Pull out every line of the entries that contains the string "baseball", and copy each one in full.
───── GIVEN RECORDS ─────
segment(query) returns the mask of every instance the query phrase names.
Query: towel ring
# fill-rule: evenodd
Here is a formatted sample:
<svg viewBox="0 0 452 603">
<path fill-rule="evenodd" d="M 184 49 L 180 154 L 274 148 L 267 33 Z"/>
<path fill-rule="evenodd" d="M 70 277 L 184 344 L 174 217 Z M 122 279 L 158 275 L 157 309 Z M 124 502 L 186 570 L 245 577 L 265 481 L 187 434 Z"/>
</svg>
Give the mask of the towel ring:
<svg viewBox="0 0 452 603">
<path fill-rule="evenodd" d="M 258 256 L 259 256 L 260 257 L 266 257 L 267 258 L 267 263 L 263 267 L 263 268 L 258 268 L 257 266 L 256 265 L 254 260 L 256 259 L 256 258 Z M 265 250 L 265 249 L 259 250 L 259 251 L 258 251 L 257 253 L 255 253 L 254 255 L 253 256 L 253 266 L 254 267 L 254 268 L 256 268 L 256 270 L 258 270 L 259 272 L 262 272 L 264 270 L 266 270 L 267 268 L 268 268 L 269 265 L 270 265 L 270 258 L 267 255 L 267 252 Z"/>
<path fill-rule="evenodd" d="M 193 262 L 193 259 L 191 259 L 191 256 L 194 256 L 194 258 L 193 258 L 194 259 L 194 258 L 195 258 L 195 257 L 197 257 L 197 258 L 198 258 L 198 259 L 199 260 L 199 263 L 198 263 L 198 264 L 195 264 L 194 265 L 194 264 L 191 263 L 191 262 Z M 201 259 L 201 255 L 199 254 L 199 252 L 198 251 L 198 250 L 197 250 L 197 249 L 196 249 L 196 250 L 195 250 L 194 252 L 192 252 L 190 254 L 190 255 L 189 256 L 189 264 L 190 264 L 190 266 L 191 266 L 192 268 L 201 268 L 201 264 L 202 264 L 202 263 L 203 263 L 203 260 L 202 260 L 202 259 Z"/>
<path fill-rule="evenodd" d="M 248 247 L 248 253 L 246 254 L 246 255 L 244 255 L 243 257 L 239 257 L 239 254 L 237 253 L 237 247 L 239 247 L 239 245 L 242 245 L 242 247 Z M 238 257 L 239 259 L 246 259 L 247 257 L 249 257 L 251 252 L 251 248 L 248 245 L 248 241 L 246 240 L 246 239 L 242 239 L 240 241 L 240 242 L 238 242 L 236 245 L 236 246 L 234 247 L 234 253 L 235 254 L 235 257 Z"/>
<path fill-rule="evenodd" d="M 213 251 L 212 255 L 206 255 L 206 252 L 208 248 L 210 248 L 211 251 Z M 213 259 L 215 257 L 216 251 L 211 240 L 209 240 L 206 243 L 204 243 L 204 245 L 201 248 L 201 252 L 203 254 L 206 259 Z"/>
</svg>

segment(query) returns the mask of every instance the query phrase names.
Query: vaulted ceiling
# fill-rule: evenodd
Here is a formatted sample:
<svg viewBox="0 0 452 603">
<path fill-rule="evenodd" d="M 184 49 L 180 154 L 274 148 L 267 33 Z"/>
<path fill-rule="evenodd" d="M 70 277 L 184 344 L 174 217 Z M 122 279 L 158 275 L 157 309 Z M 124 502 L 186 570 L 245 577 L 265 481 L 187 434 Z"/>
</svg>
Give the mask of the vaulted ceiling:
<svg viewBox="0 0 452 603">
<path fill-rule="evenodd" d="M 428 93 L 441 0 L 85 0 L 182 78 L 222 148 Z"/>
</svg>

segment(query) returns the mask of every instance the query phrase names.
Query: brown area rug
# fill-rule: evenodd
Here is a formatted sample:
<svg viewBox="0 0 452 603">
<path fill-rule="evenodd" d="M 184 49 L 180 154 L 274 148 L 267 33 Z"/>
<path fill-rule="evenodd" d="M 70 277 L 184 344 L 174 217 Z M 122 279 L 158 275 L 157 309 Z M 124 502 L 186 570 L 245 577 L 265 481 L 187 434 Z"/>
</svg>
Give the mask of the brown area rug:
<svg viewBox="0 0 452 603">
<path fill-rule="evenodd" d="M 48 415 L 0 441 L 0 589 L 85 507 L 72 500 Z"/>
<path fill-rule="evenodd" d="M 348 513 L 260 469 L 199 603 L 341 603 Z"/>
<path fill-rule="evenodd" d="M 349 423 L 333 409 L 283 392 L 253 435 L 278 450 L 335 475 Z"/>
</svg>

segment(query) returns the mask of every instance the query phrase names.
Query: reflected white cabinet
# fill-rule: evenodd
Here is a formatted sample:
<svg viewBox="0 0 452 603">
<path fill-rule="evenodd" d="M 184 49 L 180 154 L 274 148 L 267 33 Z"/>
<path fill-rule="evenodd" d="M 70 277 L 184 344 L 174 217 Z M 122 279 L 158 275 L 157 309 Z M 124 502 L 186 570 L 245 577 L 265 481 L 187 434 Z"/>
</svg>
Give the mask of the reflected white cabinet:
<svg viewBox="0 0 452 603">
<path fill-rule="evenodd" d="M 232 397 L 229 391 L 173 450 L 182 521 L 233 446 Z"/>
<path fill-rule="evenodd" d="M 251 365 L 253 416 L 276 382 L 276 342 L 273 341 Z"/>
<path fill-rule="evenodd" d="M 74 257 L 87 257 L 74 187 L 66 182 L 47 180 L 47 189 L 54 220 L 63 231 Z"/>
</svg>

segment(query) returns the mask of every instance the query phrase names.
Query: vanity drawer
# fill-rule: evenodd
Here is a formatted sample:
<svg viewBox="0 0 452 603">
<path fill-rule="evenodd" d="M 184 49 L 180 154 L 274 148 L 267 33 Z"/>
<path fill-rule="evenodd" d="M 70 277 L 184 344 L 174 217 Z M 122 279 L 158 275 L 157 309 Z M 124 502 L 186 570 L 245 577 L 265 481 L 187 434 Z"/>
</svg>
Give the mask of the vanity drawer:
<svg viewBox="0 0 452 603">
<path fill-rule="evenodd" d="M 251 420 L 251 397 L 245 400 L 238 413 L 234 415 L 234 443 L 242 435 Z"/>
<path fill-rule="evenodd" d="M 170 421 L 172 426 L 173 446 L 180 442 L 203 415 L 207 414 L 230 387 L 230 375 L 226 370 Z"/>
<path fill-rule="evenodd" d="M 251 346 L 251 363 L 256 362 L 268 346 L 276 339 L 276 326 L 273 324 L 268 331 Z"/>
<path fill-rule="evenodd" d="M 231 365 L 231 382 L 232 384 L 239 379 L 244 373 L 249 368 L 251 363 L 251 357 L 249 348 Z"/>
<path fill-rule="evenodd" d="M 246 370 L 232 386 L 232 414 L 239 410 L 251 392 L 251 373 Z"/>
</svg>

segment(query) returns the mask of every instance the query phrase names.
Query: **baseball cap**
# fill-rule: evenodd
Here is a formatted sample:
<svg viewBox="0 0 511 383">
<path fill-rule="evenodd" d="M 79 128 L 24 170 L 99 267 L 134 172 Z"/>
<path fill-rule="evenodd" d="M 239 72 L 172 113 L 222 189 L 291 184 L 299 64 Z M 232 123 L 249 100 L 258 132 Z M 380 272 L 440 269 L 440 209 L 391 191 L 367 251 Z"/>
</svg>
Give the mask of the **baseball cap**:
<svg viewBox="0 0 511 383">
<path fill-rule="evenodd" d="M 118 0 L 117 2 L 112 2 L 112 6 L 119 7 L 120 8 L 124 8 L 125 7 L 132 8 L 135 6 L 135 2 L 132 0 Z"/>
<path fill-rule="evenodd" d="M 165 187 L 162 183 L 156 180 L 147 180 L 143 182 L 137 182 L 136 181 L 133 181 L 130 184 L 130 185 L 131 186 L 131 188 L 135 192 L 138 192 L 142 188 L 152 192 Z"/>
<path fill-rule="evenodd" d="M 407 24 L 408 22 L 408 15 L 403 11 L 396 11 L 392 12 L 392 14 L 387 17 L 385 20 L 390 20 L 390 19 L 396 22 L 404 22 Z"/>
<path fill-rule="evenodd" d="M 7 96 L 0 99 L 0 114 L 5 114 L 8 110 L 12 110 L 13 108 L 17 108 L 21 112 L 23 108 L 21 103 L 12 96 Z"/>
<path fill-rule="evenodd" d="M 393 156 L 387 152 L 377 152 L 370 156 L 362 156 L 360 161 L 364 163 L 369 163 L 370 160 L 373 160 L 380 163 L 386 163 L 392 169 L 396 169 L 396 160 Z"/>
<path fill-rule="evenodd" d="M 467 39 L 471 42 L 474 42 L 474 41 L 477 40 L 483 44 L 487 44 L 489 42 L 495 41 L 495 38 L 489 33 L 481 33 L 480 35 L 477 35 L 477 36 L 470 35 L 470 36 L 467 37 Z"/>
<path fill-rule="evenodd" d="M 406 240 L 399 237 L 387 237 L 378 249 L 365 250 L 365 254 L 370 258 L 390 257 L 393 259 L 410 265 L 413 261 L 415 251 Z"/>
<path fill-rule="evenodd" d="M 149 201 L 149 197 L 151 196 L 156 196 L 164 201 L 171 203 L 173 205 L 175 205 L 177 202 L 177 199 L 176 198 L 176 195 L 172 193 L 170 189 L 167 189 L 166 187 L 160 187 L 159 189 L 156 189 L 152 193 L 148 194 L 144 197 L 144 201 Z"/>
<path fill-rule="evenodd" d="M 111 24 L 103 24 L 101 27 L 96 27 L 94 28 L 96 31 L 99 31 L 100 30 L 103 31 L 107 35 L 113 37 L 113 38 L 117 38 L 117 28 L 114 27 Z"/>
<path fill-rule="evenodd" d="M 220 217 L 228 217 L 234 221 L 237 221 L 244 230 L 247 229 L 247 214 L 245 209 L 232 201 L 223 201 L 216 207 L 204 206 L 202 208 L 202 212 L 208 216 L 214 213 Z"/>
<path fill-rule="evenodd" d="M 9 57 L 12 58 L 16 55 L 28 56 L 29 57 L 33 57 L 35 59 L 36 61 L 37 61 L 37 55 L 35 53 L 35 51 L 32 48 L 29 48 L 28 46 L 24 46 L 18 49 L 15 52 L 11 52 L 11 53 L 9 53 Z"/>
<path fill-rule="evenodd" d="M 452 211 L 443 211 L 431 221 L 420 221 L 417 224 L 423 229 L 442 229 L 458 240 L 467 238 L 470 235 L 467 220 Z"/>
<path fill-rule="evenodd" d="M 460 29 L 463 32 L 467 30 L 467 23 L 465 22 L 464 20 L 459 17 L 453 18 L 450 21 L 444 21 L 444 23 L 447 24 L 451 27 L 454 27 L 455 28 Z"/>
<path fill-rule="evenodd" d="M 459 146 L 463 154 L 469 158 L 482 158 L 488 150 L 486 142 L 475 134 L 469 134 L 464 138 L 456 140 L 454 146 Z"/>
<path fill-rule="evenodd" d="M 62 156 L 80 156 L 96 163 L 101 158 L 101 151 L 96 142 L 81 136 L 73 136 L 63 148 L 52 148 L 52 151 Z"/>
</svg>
─────
**TASK RESPONSE**
Query: **baseball cap**
Give the mask of the **baseball cap**:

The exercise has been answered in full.